◆ DESCRIPTION OF THE TASK:
Answer these questions from the shop vac water filter thread below:
(a) How far from the bottom of the bucket should the long tube reach?
(b) Which tube does the hose from the shop vac connect to?
(c) Where did the poster see something similar about six months after building it?

◆ ARTICLE:
## Start
# Shop Vac Water Filter



## Soapdish (Jan 18, 2010)

While this is not a new idea, many of you may have never seen anything like this. Thoughs of you who have or have seen the Rainbow vacuum knows that it uses water as the filter. While building our house and tired of cleaning/buying filters for my shop vac, I decided that I would figure out a way to make a water filter for it. My set-up uses the smaller shop vac and hose, a 5 gal bucket with a lid (the lid I use has a rubber seal in it), and some assorted pieces of shop vac hoses accessories. Drill 2 holes in the top of the lid just big enough for the hose connector to pop in. Then you will need to connect a long tube that will extend down into the bucket (about 2” from the bottom).The other tube will only extend down a few inches. Hook one hose to the shop vac and then to the SHORT tube. Hook up your other hose to the LONG tube…this will be the end you use.Now put enough water in the bucket to cover the end of the long tube by a few inches. The vac will pull a suction through the water, and all of the dust and dirt will be trapped in the water. I don’t have a whole shop vacuum system, and I hate paying $12 dollars for the pleated filters..This system works awesome. You will hear lots of bubbling and gurgling while it is running, and there will be some water carry over into the shop vac (so only use the foam sleeve). If you use this for Sheetrock dust cleanup (this is the best damn thing in the world for this BTW) you will need to clean the water out fairly frequently. For sawdust removal every few days (depending on how much you use it). Mine is not fancy or pretty, but it works fantastic. One of these days I will make a better one, fixing the water carry over issue, and I’ll put it on some sort of dolly so it can roll with the Vac. Check out the pictures. I hope this helps some one.

Oh, BTW, about 6 months after I made this thing, I saw something similar in the Sheetrock section at HD. It was only there for a short time, and I don’t think they sell it anymore, so much for me making any money off this idea.


----------



## jschaben (Jun 21, 2009)

Looks like a great idea, just may put something like that together this weekend to give it a try.


----------



## bobj3 (Jan 17, 2006)
## End
◆ DATASET EXCERPTS:
## Start
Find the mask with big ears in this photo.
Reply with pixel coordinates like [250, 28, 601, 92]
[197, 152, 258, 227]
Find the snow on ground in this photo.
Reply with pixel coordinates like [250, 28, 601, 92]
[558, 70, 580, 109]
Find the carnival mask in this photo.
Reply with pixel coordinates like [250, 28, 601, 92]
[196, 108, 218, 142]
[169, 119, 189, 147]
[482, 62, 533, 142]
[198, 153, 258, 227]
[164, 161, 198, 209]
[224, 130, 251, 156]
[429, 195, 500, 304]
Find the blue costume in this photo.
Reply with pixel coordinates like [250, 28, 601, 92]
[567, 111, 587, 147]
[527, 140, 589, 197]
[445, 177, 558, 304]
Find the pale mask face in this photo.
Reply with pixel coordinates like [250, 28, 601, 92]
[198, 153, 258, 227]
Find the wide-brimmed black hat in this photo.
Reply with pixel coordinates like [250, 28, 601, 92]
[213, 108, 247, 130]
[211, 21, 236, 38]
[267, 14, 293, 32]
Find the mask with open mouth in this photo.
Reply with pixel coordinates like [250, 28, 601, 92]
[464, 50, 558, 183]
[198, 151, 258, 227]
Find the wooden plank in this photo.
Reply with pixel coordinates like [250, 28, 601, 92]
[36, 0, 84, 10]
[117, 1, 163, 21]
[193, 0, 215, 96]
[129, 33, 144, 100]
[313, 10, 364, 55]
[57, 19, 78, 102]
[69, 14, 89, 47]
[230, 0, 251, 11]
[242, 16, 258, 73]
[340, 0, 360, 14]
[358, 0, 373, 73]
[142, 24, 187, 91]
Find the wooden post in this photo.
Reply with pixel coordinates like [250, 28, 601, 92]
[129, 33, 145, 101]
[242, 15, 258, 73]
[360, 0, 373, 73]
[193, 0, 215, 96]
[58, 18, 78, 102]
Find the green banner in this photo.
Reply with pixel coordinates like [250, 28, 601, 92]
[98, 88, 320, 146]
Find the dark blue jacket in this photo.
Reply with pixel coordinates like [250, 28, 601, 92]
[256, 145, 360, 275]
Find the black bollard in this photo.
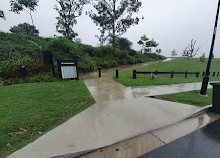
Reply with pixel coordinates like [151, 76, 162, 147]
[99, 67, 102, 78]
[21, 66, 27, 78]
[116, 69, 119, 78]
[185, 71, 188, 78]
[171, 71, 174, 78]
[196, 72, 199, 78]
[133, 70, 137, 79]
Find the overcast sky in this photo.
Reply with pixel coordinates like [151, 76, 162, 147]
[0, 0, 220, 58]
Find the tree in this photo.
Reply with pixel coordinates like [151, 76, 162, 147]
## End
◆ COMPLETE OUTPUT:
(a) About 2 inches from the bottom.
(b) The short tube.
(c) In the Sheetrock section at HD.